Reading passage –
+ + + + +
Director: Howard Hawks
Screenplay: Leigh Brackett and Burton Wohl (from a story by Burton Wohl)
Starring: John Wayne, Jorge Rivero, Jennifer O’Neill, Jack Elam, Chris Mitchum
Country: United States
Running Time: 114 minutes
Year: 1970
Rio Lobo has annoyed me a bit. It’s not Eureka!’s fault; this is another dependably fine and sympathetic release. The film itself isn’t worth getting in a knot over; it’s also fine for what it is. A late entry for all involved, it passes the time and has a smidgeon of bravado. So if you’re looking for a decent release, be assured, this is a good transfer and a cracking bit of new art on the cover. But there is an elephant in the room and the contributors to the extra features appear as tone deaf as the film itself.
Wayne stars as Colonel Cord McNally of the Union army, who loses a close friend during a raid on a Union payroll train carried out by a group of Confederates under the leadership of Captain Pierre Cordana (Jorge Rivero) and Sergeant Tuscarora Phillips (Christopher Mitchum). McNally suspects that he and his men were betrayed by traitors within the Union, setting in motion a quest for revenge that will continue even after the Civil War is over – and which will bring McNally into a bitter conflict with ruthless landowner Ketcham (Victor French) and “Blue Tom” Hendricks (Mike Henry), the corrupt sheriff of Rio Lobo, Texas.
+ + + + +
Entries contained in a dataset
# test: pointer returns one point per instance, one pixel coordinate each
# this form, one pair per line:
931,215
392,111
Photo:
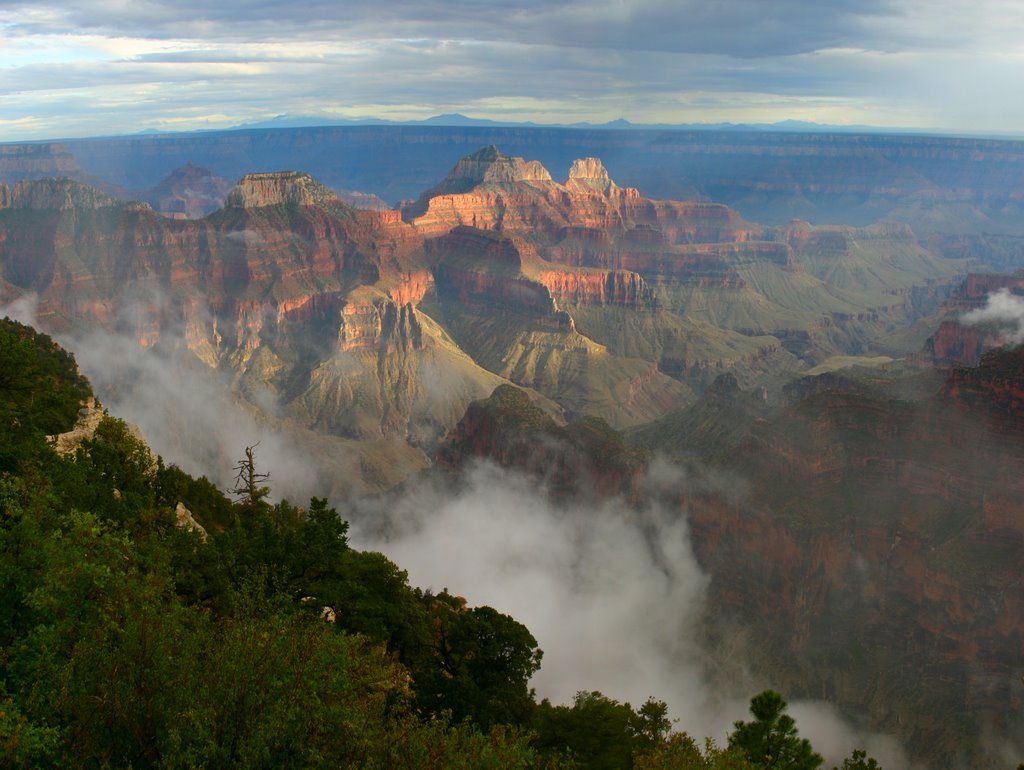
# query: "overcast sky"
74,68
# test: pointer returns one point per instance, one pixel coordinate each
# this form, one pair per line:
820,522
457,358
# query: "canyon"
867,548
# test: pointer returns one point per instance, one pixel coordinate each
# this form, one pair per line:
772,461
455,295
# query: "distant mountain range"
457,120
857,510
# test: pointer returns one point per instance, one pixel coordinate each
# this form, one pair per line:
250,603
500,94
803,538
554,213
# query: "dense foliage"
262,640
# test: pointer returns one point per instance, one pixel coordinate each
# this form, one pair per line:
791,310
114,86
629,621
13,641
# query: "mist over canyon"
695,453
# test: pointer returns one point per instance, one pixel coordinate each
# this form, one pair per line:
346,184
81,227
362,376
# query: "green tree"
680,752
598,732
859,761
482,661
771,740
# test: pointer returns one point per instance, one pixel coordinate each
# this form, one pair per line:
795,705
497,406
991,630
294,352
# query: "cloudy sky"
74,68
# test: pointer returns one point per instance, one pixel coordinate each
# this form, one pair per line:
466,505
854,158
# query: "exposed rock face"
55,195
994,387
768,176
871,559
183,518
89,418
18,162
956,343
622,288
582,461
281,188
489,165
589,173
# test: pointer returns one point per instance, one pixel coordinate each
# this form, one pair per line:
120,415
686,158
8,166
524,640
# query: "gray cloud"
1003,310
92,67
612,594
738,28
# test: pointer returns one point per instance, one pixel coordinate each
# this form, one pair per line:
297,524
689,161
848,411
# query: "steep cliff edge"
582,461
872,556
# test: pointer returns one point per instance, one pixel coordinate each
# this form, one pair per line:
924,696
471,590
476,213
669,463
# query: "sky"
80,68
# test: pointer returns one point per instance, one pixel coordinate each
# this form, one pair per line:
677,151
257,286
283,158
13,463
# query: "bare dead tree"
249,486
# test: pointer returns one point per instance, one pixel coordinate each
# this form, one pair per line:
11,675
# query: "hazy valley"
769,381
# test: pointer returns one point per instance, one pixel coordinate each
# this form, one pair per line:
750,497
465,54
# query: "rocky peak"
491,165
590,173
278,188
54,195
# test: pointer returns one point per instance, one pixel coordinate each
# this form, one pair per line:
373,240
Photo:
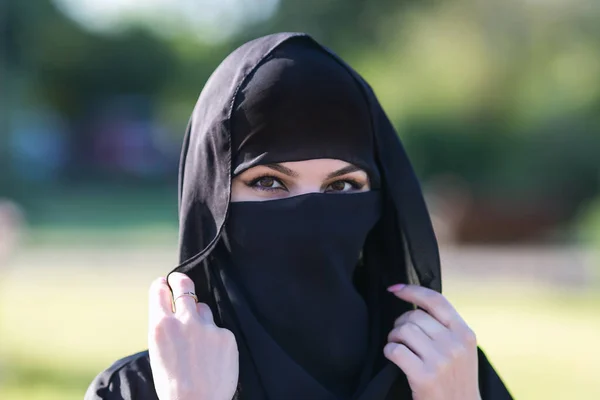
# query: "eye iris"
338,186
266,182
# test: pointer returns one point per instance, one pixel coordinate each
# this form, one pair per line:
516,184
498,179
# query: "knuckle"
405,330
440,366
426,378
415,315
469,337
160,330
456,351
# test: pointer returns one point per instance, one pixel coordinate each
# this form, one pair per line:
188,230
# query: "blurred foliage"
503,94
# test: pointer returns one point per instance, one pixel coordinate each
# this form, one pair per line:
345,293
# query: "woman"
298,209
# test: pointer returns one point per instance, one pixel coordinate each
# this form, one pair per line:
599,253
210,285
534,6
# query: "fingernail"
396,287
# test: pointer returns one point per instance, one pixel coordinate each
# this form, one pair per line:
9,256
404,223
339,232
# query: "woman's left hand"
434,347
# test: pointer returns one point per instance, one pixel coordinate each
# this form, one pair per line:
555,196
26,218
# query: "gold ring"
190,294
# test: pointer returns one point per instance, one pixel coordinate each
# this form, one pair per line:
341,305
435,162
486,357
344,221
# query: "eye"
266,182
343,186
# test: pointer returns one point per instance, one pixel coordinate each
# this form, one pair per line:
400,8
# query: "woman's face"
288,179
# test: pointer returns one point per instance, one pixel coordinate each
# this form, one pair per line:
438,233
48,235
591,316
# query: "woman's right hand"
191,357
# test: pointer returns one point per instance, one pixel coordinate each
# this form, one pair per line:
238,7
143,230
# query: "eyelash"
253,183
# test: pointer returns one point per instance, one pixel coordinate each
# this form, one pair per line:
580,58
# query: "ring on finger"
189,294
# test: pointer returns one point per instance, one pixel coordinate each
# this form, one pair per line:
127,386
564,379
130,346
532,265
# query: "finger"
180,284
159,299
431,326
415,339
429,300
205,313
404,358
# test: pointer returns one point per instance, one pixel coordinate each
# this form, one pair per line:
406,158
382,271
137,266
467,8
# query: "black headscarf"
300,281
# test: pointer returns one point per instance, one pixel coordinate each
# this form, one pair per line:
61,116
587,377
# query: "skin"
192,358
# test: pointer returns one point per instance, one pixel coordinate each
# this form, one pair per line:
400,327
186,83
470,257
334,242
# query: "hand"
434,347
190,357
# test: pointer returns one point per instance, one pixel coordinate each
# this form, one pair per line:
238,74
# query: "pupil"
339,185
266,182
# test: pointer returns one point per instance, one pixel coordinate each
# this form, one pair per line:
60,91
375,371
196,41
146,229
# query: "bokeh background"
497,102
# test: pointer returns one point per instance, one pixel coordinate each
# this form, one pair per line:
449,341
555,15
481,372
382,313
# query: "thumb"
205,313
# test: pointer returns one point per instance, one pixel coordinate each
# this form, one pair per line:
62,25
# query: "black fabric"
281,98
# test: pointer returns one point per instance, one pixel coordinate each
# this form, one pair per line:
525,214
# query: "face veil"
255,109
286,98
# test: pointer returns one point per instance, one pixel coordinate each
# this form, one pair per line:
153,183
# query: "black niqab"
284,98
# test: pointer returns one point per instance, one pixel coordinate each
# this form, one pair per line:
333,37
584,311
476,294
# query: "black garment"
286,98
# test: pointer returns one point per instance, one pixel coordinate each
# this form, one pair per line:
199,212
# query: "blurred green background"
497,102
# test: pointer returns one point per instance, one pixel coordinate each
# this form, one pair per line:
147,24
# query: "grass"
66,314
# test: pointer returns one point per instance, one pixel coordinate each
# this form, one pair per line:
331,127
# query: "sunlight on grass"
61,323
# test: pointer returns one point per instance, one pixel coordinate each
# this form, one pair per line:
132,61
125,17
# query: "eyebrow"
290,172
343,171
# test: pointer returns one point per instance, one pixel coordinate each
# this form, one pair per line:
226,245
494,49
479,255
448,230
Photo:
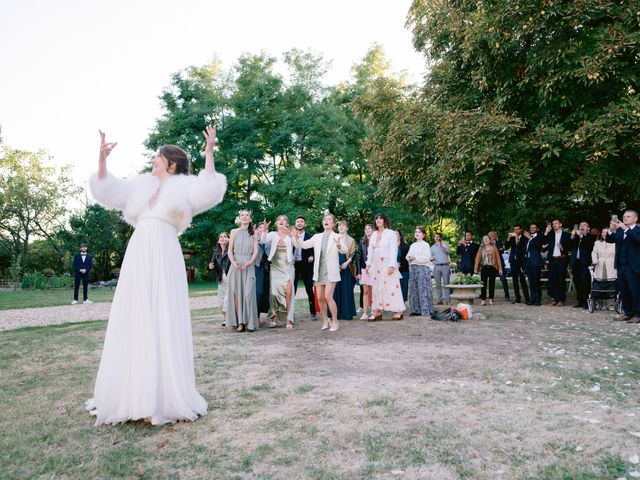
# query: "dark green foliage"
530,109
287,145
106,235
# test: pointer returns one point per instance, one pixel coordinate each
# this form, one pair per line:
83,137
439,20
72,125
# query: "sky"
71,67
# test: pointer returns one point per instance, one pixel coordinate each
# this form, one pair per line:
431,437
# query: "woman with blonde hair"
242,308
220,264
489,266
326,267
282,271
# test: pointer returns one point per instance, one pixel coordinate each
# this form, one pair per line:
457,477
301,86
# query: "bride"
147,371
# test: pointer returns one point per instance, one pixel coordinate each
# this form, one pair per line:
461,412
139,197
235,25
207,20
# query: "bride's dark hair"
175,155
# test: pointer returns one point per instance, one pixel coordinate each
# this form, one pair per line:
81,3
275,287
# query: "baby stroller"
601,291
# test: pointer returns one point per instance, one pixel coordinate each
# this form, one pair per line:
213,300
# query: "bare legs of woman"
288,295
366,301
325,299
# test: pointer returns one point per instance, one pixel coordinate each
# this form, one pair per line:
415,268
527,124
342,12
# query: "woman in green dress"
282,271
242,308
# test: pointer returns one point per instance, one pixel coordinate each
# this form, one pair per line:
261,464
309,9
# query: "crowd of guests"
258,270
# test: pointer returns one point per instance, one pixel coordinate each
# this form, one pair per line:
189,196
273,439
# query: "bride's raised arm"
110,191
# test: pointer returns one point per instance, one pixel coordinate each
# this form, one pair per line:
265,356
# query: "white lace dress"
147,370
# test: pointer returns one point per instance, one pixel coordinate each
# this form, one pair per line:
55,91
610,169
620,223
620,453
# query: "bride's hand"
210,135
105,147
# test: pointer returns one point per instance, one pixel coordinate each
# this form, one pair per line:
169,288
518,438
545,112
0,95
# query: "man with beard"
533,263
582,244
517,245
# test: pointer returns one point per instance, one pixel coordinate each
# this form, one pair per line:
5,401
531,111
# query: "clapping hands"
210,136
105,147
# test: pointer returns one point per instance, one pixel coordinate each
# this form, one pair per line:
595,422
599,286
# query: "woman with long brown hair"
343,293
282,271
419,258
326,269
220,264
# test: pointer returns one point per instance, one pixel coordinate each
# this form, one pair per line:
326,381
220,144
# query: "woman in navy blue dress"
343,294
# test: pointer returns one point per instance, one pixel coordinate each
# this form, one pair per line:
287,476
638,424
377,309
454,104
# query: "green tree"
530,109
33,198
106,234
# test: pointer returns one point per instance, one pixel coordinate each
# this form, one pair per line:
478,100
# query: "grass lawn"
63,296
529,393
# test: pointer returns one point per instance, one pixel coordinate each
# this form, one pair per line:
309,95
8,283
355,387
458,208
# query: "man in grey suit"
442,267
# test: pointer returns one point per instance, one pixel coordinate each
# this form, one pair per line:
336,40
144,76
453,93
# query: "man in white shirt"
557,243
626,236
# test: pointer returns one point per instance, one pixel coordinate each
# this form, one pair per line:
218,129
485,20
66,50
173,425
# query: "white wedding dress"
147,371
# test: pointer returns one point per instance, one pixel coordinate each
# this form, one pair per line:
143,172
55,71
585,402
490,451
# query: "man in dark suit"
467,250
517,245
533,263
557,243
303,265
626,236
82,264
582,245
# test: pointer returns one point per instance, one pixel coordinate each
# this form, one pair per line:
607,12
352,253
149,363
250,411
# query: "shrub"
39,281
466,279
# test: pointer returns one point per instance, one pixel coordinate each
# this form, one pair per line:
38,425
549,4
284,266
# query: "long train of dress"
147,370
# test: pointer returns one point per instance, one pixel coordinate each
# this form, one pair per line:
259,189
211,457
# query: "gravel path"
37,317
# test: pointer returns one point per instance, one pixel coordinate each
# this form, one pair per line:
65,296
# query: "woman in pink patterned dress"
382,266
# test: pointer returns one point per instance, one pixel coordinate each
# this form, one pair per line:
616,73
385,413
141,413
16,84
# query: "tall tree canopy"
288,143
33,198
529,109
+ + + + +
Exercise 1 – Please list every actor named on the "Starring" line of the Rio Lobo review.
Exercise 2 – In the Rio Lobo review, who is the corrupt sheriff of Rio Lobo, Texas?

Solution 1 – John Wayne, Jorge Rivero, Jennifer O’Neill, Jack Elam, Chris Mitchum

Solution 2 – "Blue Tom" Hendricks, played by Mike Henry.